> **EXERCISE REQUIREMENTS**
1. In the launch update below, list every mission designation that begins with "NROL".
2. Identify every line in the records below that contains the string "mirror", and copy each one. Case counts.

> **TEXT PROVIDED**
UPDATE: The launch of a United Launch Alliance Atlas V rocket carrying the classified NROL-42 satellite for the U.S. National Reconnaissance Office was delayed from Thursday night due to an issue with the Atlas V booster, ULA confirmed in a statement:
“The ULA Atlas V rocket carrying the NROL-42 mission for the National Reconnaissance Office has been delayed. The delay allows the team time to replace a faulty battery on the Atlas V booster. The vehicle and spacecraft remain stable. Launch of the NROL-42 mission is scheduled for no earlier than Saturday, Sept. 23, 2017.”
Launch has been re-set for Saturday night with T-0 at 10:30 p.m. local time; 5:30 UTC on Sunday.
A powerful Atlas V rocket sporting four boosters will light up the night over California late on Thursday, aiming for liftoff from Vandenberg Air Force Base at 5:38 UTC on Friday with the classified NROL-42 satellite for the U.S. National Reconnaissance Office, believed to be an eavesdropping and missile-tracking spacecraft working from a highly elliptical orbit in a system of orbiting listening posts operated by the U.S.
Thursday night’s launch is the third NRO mission in 2017, following up on the launch of a pair of NOSS ship-tracking satellites in March and the mysterious NROL-76 that launched atop a SpaceX Falcon 9 in May and entered an uncharacteristic Low Earth Orbit, likely to test out new sensor technology. Two more NRO launches are on ULA’s manifest for 2017 after this week’s launch with the NROL-52 data relay satellite next on the company’s Cape Canaveral manifest and NROL-47 – likely a radar surveillance satellite – targeting a mid-December blastoff from Vandenberg.

> **EXTRACTED RECORDS**
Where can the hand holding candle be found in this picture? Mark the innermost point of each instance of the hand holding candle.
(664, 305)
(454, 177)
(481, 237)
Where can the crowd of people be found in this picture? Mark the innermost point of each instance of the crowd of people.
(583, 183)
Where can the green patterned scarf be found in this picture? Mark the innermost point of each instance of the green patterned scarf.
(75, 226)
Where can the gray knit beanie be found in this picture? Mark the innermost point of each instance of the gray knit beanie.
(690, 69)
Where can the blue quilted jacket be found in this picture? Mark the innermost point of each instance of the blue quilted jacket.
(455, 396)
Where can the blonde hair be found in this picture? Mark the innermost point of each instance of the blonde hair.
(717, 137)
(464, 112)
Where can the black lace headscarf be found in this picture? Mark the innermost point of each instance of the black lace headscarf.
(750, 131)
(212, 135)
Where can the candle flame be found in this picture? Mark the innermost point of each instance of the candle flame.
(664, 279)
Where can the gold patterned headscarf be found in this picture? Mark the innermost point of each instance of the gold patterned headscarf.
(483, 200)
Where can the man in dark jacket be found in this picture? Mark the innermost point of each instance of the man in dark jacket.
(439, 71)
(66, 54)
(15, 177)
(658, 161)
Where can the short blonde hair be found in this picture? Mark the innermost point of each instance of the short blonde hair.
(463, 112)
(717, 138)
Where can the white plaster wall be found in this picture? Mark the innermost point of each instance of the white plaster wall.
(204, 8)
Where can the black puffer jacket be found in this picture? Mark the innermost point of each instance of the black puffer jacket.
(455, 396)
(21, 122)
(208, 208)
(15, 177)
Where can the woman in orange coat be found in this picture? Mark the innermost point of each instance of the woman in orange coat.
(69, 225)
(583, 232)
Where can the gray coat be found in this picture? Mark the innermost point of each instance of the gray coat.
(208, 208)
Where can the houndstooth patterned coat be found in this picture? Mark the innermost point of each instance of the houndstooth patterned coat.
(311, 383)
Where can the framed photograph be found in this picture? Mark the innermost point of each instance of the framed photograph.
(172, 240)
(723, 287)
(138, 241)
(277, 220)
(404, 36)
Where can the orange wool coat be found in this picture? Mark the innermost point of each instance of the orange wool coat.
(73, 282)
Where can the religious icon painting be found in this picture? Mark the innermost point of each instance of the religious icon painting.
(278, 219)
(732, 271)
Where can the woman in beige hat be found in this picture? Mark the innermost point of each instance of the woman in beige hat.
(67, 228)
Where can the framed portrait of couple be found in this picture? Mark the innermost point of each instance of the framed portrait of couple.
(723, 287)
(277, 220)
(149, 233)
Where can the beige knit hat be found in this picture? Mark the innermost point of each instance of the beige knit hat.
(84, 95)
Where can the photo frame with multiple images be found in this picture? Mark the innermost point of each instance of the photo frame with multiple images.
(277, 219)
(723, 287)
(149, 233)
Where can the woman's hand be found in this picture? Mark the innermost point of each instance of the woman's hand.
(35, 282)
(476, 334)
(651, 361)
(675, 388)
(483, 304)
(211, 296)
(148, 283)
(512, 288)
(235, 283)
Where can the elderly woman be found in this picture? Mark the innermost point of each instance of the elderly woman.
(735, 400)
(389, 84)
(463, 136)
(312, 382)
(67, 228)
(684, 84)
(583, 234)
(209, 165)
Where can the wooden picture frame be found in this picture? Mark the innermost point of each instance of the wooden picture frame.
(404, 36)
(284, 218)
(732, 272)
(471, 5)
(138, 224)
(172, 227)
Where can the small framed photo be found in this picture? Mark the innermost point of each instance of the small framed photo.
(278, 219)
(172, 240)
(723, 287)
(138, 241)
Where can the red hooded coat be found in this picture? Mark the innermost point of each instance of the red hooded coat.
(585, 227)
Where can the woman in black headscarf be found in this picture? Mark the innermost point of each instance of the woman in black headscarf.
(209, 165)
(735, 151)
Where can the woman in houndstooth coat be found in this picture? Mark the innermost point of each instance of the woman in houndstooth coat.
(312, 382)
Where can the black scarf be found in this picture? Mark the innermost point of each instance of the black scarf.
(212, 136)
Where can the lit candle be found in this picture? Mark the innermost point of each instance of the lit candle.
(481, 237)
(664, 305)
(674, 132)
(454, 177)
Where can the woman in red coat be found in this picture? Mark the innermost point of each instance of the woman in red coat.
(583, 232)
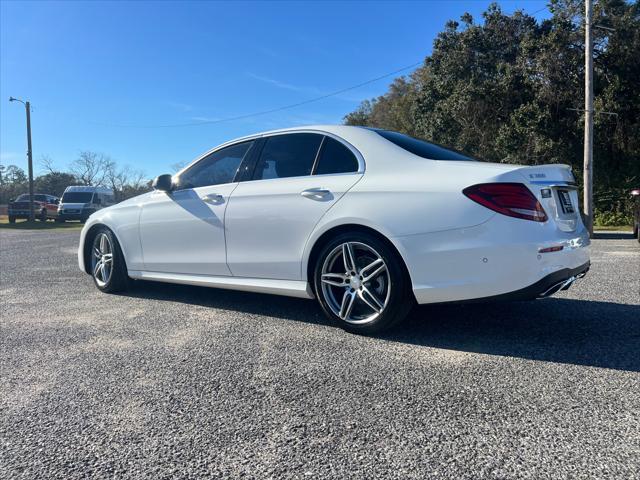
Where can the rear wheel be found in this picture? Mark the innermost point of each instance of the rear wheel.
(361, 284)
(108, 268)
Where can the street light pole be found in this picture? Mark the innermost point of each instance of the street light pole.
(27, 106)
(588, 118)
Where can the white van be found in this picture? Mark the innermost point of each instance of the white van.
(78, 202)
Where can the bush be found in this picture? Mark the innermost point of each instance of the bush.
(610, 219)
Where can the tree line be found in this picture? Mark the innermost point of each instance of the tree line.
(511, 89)
(90, 168)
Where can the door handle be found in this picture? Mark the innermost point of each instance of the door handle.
(213, 198)
(316, 193)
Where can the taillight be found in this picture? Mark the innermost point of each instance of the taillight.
(511, 199)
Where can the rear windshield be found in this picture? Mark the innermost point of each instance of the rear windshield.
(77, 197)
(421, 148)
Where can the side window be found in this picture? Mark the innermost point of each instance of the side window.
(335, 158)
(218, 168)
(289, 155)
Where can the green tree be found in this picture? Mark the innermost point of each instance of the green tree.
(510, 89)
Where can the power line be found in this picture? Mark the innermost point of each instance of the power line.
(273, 110)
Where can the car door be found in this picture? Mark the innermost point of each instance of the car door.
(297, 178)
(51, 206)
(182, 231)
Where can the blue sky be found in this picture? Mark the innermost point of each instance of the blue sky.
(95, 72)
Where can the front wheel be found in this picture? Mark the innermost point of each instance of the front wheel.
(361, 284)
(108, 268)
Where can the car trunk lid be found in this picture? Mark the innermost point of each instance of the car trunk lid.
(557, 192)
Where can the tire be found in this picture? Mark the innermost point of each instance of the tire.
(352, 302)
(112, 276)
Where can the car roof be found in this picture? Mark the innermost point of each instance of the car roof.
(354, 135)
(88, 188)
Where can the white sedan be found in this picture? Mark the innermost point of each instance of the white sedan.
(367, 221)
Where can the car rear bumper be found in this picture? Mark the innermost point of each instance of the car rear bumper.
(499, 259)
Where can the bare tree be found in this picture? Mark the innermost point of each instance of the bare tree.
(47, 163)
(176, 167)
(124, 181)
(90, 168)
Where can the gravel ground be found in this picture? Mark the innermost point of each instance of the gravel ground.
(184, 382)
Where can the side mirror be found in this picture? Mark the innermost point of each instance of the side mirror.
(162, 183)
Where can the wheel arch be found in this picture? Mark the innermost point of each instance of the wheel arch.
(88, 240)
(327, 235)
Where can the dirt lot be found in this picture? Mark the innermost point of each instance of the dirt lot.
(173, 381)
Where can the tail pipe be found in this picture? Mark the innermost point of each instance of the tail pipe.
(561, 285)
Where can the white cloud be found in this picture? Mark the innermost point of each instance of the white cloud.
(351, 96)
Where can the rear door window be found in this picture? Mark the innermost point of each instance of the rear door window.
(335, 158)
(289, 155)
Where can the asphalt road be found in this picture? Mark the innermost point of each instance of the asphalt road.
(184, 382)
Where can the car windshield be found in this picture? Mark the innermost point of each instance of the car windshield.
(421, 148)
(77, 197)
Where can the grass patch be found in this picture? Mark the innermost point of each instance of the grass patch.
(611, 228)
(38, 225)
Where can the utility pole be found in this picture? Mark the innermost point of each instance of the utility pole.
(27, 106)
(588, 117)
(30, 158)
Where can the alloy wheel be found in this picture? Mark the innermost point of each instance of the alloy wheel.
(102, 259)
(356, 283)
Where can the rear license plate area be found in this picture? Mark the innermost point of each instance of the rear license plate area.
(564, 199)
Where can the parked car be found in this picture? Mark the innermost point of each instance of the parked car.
(635, 194)
(367, 221)
(44, 207)
(79, 202)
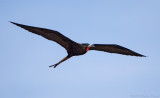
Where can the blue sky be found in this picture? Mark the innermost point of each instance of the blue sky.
(25, 57)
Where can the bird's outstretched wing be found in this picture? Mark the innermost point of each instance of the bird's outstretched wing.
(112, 48)
(49, 34)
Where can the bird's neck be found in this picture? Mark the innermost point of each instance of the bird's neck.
(87, 48)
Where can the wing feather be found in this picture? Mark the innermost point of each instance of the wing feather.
(49, 34)
(112, 48)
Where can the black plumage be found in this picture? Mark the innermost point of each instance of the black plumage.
(73, 48)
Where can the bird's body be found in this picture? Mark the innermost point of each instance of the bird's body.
(74, 48)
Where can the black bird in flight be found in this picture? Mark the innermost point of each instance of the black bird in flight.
(73, 48)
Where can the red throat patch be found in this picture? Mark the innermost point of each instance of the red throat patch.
(87, 49)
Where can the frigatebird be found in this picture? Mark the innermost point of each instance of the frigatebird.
(73, 48)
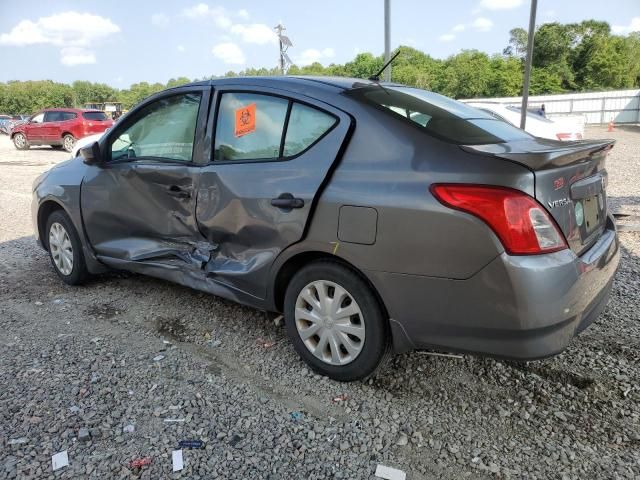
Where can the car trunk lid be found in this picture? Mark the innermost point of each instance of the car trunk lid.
(570, 182)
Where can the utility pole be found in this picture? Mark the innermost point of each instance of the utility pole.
(285, 43)
(387, 39)
(527, 65)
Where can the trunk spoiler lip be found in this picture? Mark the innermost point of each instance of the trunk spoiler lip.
(541, 154)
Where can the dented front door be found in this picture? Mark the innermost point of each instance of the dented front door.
(252, 209)
(139, 204)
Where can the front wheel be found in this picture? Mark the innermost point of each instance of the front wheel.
(68, 141)
(335, 321)
(20, 141)
(65, 249)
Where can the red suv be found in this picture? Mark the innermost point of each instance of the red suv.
(59, 127)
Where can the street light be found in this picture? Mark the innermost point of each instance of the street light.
(527, 64)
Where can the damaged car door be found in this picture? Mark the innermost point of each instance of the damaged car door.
(138, 203)
(272, 152)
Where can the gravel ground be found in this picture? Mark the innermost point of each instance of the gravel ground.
(101, 370)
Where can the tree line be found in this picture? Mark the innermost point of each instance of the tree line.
(573, 57)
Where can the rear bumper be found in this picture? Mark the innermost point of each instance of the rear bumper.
(518, 307)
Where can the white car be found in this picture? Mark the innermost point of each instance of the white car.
(85, 142)
(569, 127)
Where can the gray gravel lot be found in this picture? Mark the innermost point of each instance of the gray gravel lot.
(101, 370)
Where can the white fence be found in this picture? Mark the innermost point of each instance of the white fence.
(620, 106)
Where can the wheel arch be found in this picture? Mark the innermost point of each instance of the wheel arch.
(292, 265)
(45, 210)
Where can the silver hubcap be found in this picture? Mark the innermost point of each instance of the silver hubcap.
(329, 322)
(61, 249)
(68, 142)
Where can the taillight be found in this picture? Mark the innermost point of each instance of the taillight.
(523, 226)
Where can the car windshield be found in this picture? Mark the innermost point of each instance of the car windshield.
(440, 116)
(94, 115)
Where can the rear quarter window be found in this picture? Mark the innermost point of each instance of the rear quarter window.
(440, 116)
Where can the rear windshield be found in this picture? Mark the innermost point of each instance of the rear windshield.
(441, 116)
(94, 115)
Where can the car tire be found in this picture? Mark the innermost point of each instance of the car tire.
(68, 142)
(65, 249)
(20, 141)
(330, 350)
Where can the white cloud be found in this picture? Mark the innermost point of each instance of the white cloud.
(74, 32)
(500, 4)
(203, 11)
(257, 33)
(482, 24)
(229, 53)
(160, 19)
(62, 29)
(311, 55)
(71, 56)
(634, 26)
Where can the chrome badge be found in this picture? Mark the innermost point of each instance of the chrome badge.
(561, 202)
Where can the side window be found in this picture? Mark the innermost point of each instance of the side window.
(163, 129)
(249, 126)
(52, 117)
(306, 125)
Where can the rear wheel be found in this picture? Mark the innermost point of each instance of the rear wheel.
(335, 322)
(20, 141)
(68, 141)
(65, 249)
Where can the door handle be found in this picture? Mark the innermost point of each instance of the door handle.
(176, 191)
(286, 201)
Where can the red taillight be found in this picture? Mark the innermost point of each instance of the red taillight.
(520, 222)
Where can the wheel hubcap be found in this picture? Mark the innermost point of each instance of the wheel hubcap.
(330, 322)
(61, 249)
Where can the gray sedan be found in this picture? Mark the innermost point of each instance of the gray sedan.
(374, 216)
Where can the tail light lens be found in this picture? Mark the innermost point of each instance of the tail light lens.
(523, 226)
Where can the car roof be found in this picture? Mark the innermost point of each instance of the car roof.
(293, 82)
(73, 110)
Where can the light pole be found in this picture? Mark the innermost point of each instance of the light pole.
(387, 39)
(527, 64)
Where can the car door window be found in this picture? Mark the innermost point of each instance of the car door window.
(38, 118)
(306, 125)
(249, 126)
(164, 129)
(67, 116)
(52, 117)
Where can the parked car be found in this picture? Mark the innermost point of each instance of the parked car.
(374, 216)
(86, 141)
(565, 128)
(4, 120)
(59, 127)
(16, 120)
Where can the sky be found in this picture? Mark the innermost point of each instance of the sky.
(123, 42)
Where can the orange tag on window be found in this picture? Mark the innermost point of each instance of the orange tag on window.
(245, 120)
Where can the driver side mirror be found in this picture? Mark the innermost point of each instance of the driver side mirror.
(91, 154)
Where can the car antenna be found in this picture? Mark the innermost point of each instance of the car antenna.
(376, 77)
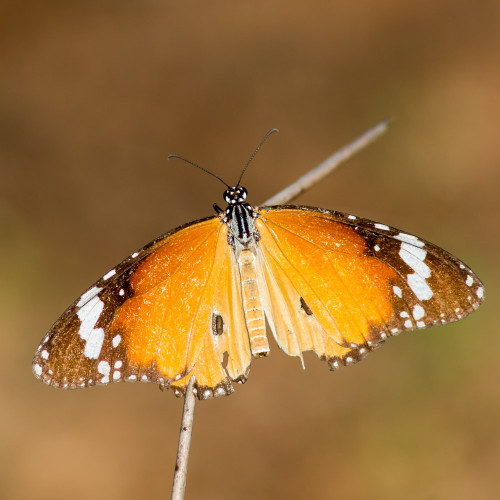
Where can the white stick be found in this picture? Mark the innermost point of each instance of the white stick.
(323, 169)
(184, 443)
(284, 196)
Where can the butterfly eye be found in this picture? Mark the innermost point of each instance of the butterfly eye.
(242, 193)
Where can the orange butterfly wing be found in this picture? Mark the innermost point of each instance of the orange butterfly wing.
(340, 285)
(157, 317)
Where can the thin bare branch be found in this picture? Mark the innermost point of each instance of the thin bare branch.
(184, 443)
(323, 169)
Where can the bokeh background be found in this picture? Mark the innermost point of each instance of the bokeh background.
(94, 95)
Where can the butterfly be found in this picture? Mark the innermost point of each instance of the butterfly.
(194, 302)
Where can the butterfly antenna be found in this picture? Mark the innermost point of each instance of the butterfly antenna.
(196, 165)
(255, 152)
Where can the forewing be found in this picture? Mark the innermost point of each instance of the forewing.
(149, 319)
(340, 285)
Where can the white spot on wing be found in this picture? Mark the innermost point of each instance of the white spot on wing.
(104, 368)
(88, 315)
(89, 294)
(108, 275)
(94, 342)
(415, 257)
(418, 312)
(409, 238)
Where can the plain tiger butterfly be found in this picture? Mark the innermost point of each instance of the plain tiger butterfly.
(195, 300)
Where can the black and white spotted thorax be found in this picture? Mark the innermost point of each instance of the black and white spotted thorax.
(240, 216)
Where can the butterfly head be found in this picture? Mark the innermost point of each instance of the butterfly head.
(235, 195)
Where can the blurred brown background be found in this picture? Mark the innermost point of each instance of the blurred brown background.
(94, 95)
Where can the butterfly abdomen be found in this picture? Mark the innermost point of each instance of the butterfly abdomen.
(252, 304)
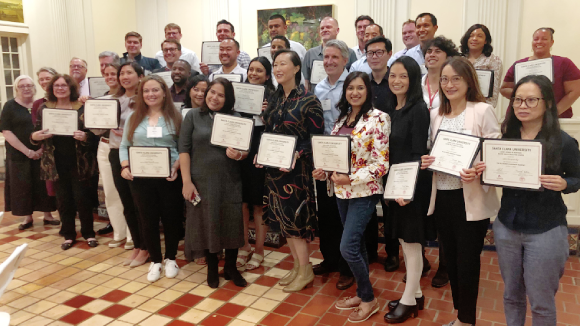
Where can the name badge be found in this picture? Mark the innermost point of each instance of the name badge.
(154, 132)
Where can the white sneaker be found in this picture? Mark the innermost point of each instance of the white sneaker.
(154, 272)
(171, 268)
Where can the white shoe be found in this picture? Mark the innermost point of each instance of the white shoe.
(171, 268)
(154, 272)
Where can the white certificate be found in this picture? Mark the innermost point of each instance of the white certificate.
(249, 98)
(210, 53)
(62, 122)
(486, 79)
(543, 67)
(512, 163)
(453, 152)
(97, 86)
(402, 181)
(102, 114)
(317, 74)
(276, 150)
(331, 153)
(150, 162)
(231, 131)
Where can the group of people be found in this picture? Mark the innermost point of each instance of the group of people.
(390, 105)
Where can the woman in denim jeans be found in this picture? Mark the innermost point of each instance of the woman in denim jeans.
(359, 192)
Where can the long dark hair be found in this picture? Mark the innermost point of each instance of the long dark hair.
(344, 107)
(550, 132)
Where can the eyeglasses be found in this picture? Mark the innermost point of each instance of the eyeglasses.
(531, 102)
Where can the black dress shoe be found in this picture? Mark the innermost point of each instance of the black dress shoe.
(401, 314)
(106, 229)
(391, 263)
(344, 282)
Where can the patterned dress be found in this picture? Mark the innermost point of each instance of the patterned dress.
(289, 196)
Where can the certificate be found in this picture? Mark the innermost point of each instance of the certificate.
(231, 131)
(317, 74)
(486, 79)
(276, 150)
(210, 53)
(512, 163)
(249, 98)
(97, 86)
(331, 153)
(402, 181)
(102, 114)
(150, 161)
(543, 67)
(453, 152)
(60, 121)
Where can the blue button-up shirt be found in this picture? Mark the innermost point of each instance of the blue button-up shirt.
(325, 91)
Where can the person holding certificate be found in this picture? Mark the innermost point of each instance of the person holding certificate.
(358, 193)
(155, 123)
(289, 194)
(564, 74)
(530, 230)
(462, 206)
(70, 161)
(212, 187)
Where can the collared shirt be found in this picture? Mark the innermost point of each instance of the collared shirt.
(186, 54)
(325, 91)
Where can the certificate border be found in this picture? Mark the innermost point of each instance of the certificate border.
(289, 166)
(414, 185)
(542, 167)
(232, 116)
(349, 151)
(156, 147)
(458, 133)
(118, 112)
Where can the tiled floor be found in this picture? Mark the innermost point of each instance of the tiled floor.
(87, 286)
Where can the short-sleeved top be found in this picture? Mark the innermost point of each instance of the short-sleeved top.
(17, 119)
(564, 70)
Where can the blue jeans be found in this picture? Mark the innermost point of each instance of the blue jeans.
(532, 265)
(355, 214)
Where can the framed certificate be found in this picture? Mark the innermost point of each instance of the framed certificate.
(402, 181)
(102, 114)
(453, 152)
(535, 67)
(317, 74)
(231, 131)
(97, 86)
(62, 122)
(210, 52)
(486, 78)
(512, 163)
(276, 150)
(150, 161)
(331, 153)
(249, 98)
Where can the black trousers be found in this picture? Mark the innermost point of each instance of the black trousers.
(462, 242)
(155, 199)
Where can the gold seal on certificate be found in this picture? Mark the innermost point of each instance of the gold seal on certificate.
(402, 181)
(544, 67)
(249, 98)
(276, 150)
(453, 152)
(150, 162)
(331, 153)
(512, 163)
(231, 131)
(102, 114)
(60, 121)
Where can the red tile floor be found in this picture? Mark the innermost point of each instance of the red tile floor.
(87, 286)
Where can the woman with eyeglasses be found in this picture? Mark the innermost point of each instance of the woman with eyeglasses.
(462, 206)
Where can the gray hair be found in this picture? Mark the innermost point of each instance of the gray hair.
(340, 45)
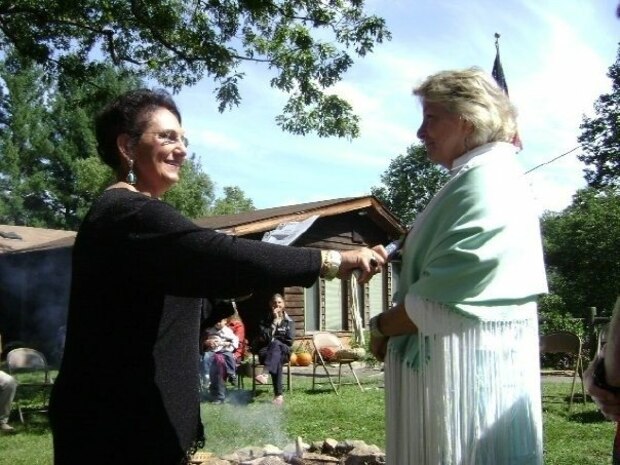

> **COMPLETED EXERCISE**
1. NROL-42, NROL-76, NROL-52, NROL-47

2.
Where can the side mirror be found in this picture? Mark the innermost point of each instance of the side mirror.
Where can the driver side mirror be found in this picture? Mark the innermost point of each instance of the driver side mirror.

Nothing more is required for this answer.